AIM OF THE EXERCISE ->
Send back the entries below exactly as they appear.

— Start of DATA ENTRIES —

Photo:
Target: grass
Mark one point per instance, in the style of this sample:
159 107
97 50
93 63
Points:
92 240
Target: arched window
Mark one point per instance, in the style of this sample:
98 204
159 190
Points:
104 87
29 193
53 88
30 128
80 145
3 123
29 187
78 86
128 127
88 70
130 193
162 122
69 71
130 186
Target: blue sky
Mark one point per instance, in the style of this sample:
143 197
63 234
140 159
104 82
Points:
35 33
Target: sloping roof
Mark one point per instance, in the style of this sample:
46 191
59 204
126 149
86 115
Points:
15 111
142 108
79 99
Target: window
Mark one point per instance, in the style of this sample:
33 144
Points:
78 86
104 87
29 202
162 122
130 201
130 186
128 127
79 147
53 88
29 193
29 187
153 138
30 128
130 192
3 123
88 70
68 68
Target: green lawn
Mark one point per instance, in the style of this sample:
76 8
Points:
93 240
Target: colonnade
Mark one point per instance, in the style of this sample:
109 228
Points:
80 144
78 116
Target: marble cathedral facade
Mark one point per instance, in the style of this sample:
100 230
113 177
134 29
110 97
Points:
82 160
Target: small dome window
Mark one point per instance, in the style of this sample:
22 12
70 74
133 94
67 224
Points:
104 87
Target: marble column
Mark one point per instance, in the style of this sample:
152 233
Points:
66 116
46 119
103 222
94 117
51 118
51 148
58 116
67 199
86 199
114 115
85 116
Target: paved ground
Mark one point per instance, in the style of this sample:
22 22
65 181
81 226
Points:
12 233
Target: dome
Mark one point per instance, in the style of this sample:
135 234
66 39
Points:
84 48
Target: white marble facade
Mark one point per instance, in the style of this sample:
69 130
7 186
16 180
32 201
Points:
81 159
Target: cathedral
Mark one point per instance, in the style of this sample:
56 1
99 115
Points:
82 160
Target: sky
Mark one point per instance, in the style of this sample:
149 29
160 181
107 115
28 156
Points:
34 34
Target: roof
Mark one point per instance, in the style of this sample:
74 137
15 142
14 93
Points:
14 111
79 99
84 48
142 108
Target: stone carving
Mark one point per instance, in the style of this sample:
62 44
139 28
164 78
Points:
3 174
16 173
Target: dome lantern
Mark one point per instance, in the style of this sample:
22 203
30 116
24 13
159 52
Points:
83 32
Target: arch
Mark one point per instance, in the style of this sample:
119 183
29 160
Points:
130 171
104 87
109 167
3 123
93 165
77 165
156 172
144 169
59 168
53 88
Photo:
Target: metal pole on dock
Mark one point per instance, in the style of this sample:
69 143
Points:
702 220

— End of DATA ENTRIES —

SOLUTION TO THIS TASK ->
Photo:
Target: grass
Mark one point per instance, in the style of this sample:
159 107
97 50
93 63
Points:
92 240
Target: arched window
Mark one point per instance, in the style of this sample:
98 204
159 190
Points:
104 87
29 193
53 88
30 128
80 145
3 123
29 187
78 86
128 127
88 70
130 193
162 122
69 71
130 186
Target: blue sky
Mark one point per instance, in the style of this sample:
143 197
63 234
140 159
104 82
Points:
35 33
Target: sloping roof
Mark one point per instance, in the style of this sample:
46 191
59 204
126 149
86 115
Points:
15 111
142 108
79 99
Target: window
Mark one point per instance, in the style of this sample:
33 144
Points:
78 86
104 87
29 202
162 122
130 201
130 186
128 127
79 147
53 88
29 193
29 187
153 138
30 128
130 192
3 123
88 70
68 68
Target: green lawn
Mark one point per instance, in the style of this sample:
76 8
Points:
93 240
Target: colonnade
Mark one point per instance, in the style of this sample:
109 228
Points:
80 144
78 116
Target: marble cathedral facade
Mark one point per instance, in the style of this sample:
100 230
113 177
134 29
110 97
Points:
82 160
Target: small dome window
Mark one point per instance, in the style of this sample:
22 12
70 74
133 94
67 224
Points:
104 87
Target: marble column
Mark one point per instance, in the style of this sample:
152 233
Points:
66 116
46 119
103 222
94 117
51 118
51 148
58 116
67 199
86 199
114 115
85 116
Target: paved ground
Mark one point per instance, in the style of this sample:
22 22
65 181
81 226
Points:
12 233
Target: dome
Mark one point per instance, in the style of this sample:
135 234
66 39
Points:
84 48
Target: white marble facade
Mark one point per instance, in the style of this sample:
69 130
7 186
16 180
32 201
Points:
81 159
Target: cathedral
Mark one point per instance, in the style of this sample:
56 1
99 115
Points:
82 160
Target: sky
Mark one point per instance, in the style of this sample:
149 29
160 181
107 115
28 156
Points:
34 34
Target: roof
Mark one point per instance, in the style of this sample:
74 137
15 142
14 93
Points:
14 111
79 99
84 48
142 108
Target: stone carving
Mark one point per instance, in the style of this sample:
62 44
139 28
164 78
Points:
3 174
16 173
Target: dome lantern
Mark one point per instance, in the style of this sample:
22 203
30 116
24 13
159 52
Points:
83 32
Target: arch
Mark one point per instance, in the style of this sample:
119 183
29 160
Points:
130 171
104 87
109 167
3 123
93 165
77 165
156 172
144 169
59 168
53 88
Photo:
Target: metal pole on dock
Mark one point per instance, in the style of this sample:
69 143
Points:
702 220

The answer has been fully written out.